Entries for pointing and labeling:
----
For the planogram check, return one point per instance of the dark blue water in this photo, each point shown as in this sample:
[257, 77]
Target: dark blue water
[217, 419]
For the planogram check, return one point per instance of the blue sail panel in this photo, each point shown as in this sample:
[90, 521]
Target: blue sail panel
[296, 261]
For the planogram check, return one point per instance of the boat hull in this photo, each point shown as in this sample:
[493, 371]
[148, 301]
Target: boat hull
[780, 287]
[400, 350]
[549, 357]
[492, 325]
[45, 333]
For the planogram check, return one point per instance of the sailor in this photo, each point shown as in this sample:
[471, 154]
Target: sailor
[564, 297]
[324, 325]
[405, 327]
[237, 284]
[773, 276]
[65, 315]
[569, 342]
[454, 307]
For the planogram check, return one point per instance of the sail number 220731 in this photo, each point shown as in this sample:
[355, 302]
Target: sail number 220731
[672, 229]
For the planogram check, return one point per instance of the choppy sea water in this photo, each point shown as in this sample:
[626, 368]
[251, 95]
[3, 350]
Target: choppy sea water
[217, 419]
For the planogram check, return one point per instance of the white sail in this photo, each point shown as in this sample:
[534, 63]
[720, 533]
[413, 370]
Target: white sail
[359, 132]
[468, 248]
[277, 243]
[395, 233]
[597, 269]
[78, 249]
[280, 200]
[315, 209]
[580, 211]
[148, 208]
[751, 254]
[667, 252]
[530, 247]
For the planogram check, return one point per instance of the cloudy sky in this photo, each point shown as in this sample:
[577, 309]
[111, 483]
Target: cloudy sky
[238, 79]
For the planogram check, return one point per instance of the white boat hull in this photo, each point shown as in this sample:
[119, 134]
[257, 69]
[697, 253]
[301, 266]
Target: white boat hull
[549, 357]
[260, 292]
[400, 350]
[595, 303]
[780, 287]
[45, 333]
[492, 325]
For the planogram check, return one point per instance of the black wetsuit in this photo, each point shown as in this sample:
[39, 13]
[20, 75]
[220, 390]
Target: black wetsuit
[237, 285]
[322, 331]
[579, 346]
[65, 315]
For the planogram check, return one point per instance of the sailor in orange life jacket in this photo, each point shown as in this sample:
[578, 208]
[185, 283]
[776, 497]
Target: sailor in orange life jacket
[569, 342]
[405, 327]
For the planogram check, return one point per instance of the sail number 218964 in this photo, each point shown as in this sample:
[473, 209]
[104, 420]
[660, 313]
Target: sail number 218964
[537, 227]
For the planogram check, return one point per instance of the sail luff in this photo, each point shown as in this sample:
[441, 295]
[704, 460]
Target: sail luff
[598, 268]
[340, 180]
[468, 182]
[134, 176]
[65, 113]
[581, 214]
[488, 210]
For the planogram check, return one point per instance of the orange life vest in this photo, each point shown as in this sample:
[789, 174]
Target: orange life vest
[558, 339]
----
## Direction
Reproduce every one of the records above word for word, changing nothing.

## Exercise result
For the planogram check, return one point per instance of the dark blue water in this photo, each point shown as in this sample:
[257, 77]
Target: dark blue water
[217, 419]
For the planogram check, return one point per instance of the blue sail panel in this photo, each point shown as in this sample:
[90, 521]
Target: blue sail panel
[296, 261]
For the planogram check, return one point per instance of the boat hull in this photo, each point shown as in this sample:
[493, 371]
[148, 301]
Target: boat hull
[780, 287]
[400, 350]
[549, 357]
[492, 325]
[45, 333]
For the planogram check, return one point per instance of the sailor in this photo, each point shown as in this sample:
[471, 154]
Target: sailor
[564, 297]
[324, 325]
[405, 327]
[237, 284]
[773, 276]
[65, 315]
[569, 342]
[454, 307]
For the planogram check, return one point per instance of the sail number 220731 in this photo, each point shown as in this sample:
[355, 302]
Target: sail number 220731
[672, 229]
For the planogram check, return one point per instance of the choppy sea water in this photo, each point shown as in this sample:
[626, 368]
[251, 95]
[3, 350]
Target: choppy sea water
[217, 419]
For the planogram check, return one point per instance of the white sail in this photo, each point shown as in this sample:
[534, 63]
[720, 533]
[413, 370]
Target: white sail
[359, 132]
[468, 248]
[277, 243]
[395, 233]
[597, 269]
[78, 249]
[280, 200]
[315, 209]
[580, 211]
[148, 208]
[751, 254]
[667, 252]
[530, 247]
For the planogram check, return one point per instance of the cloudy sky in this photo, each point shown as in this sample:
[577, 309]
[111, 483]
Target: cloudy sky
[238, 79]
For the planogram check, return one point per instance of the white boat hull in this photo, each point shown as in this sample:
[119, 134]
[257, 69]
[697, 253]
[301, 266]
Target: white boat hull
[549, 357]
[260, 292]
[400, 350]
[595, 303]
[780, 287]
[45, 333]
[492, 325]
For the planogram check, return one point per instance of the black wetsuit in this photo, each point shown as in this sample:
[39, 13]
[20, 75]
[220, 390]
Target: black wetsuit
[237, 285]
[322, 331]
[579, 346]
[65, 315]
For the planogram check, return one point per instance of the sailor in orange life jacket in this photo, each point shown as in this sample:
[578, 208]
[185, 283]
[776, 497]
Target: sailor in orange life jacket
[569, 342]
[405, 327]
For the planogram check, return one point per instance of the sail number 218964 in this photo, each point shown as in this sample:
[473, 209]
[104, 420]
[660, 313]
Target: sail number 218964
[537, 227]
For the planogram check, return one point per instance of the sail luff in this photo, each point shown as in this sample:
[441, 295]
[704, 460]
Target: sail luff
[598, 268]
[340, 180]
[468, 182]
[134, 176]
[65, 113]
[581, 214]
[488, 210]
For the planogram check, return one point per instance of the orange life vest in this photo, each point shown as in this sample:
[789, 174]
Target: orange life vest
[558, 339]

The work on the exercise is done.